Vu son caractère, il est impossible d'imaginer qu'il se soit attribué des victoires non fondées.
Donc, de mon point de vue, Guynemer a bien atteint le cap de 80 victoires.                                                                                                                   
D'un autre côté, il avait aussi une vision du monde qui lui interdisait toute jalousie. Il a donc livré des opinions positives sur tous ses camarades. 

Il admirait la faculté de manœuvre de Dorme qui revenait, le plus souvent, sans avoir été touché. 

Guynemer ne connut René Fonck que quelques mois avant sa mort. On ne peut que regretter que la disparition de Georges leur ait interdit de grandes initiatives communes pendant et, surtout, après la guerre.
                  


René Fonck 

{Source principale : Mes combats, René Fonck, 1920}


Né dans les Vosges dans un milieu modeste, sa jeunesse fut très fortement marquée par l'injuste Annexion de l'Alsace-Lorraine par Bismarck en 1871.

## Documents sources
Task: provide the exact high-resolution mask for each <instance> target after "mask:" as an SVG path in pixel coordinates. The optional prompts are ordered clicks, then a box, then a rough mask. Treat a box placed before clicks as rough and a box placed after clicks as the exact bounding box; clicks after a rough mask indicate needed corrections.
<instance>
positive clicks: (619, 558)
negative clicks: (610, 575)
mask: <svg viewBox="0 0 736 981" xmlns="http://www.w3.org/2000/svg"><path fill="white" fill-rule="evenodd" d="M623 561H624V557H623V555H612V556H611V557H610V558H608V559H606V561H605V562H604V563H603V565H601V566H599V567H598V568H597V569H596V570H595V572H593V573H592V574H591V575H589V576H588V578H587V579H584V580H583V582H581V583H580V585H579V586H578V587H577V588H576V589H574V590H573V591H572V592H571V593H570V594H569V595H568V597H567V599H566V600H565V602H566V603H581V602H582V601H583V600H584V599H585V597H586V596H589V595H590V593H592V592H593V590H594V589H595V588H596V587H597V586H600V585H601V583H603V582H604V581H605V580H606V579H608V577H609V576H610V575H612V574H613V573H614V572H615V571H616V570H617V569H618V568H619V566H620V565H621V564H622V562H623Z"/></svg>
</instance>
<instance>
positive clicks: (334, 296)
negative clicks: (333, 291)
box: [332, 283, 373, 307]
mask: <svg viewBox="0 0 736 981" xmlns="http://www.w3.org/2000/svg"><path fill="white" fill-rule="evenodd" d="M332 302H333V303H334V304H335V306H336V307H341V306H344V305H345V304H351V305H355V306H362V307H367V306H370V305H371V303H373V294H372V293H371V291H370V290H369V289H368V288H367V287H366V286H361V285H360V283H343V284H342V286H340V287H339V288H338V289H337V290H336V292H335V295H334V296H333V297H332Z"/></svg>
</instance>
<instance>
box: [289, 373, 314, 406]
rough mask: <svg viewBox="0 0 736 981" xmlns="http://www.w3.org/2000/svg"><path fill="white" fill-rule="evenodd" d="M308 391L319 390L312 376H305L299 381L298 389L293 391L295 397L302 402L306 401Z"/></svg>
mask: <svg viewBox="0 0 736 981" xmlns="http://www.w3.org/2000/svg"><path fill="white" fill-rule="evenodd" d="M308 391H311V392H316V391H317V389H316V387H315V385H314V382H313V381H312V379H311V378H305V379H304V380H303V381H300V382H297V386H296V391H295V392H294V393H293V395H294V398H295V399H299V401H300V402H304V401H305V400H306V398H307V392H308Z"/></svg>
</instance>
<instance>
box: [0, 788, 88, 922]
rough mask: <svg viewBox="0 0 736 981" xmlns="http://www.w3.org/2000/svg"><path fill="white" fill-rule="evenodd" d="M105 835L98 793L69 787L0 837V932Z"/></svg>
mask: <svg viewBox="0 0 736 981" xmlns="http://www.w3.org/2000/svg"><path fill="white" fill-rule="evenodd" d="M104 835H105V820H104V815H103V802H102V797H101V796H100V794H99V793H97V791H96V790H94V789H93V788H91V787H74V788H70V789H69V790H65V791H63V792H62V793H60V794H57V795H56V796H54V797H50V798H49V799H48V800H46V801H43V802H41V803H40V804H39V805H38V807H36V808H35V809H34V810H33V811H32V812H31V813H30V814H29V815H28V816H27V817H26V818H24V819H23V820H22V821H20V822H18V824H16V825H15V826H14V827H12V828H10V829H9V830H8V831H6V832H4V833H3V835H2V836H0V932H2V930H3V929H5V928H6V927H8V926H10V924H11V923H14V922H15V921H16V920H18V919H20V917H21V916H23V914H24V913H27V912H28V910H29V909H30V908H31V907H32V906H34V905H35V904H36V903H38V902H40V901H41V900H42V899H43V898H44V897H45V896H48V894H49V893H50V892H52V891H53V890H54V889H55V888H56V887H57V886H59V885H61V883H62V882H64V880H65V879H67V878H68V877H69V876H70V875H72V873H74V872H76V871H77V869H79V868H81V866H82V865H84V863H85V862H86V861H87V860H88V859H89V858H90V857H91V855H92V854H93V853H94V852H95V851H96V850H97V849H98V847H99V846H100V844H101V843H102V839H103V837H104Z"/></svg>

## Consigne 1
Indiquez si chacune des affirmations suivantes est conforme au texte sur Guynemer, en répondant par oui ou par non et en citant les mots décisifs du texte : (a) l'auteur estime que Guynemer a atteint 80 victoires ; (b) Guynemer connaissait René Fonck depuis de nombreuses années lorsqu'il disparut ; (c) Dorme revenait le plus souvent sans avoir été touché.
## Consigne 2
Présentez sous forme de liste numérotée les lignes des entrées, depuis le début des entrées jusqu'à la ligne contenant « negative clicks: (610, 575) », celle-ci comprise, en omettant les lignes vides.

## Réponse rédigée 1
(a) Oui : « Donc, de mon point de vue, Guynemer a bien atteint le cap de 80 victoires. »
(b) Non : « Guynemer ne connut René Fonck que quelques mois avant sa mort. »
(c) Oui : « Il admirait la faculté de manœuvre de Dorme qui revenait, le plus souvent, sans avoir été touché. »

## Réponse rédigée 2
1. Task: provide the exact high-resolution mask for each <instance> target after "mask:" as an SVG path in pixel coordinates. The optional prompts are ordered clicks, then a box, then a rough mask. Treat a box placed before clicks as rough and a box placed after clicks as the exact bounding box; clicks after a rough mask indicate needed corrections.
2. <instance>
3. positive clicks: (619, 558)
4. negative clicks: (610, 575)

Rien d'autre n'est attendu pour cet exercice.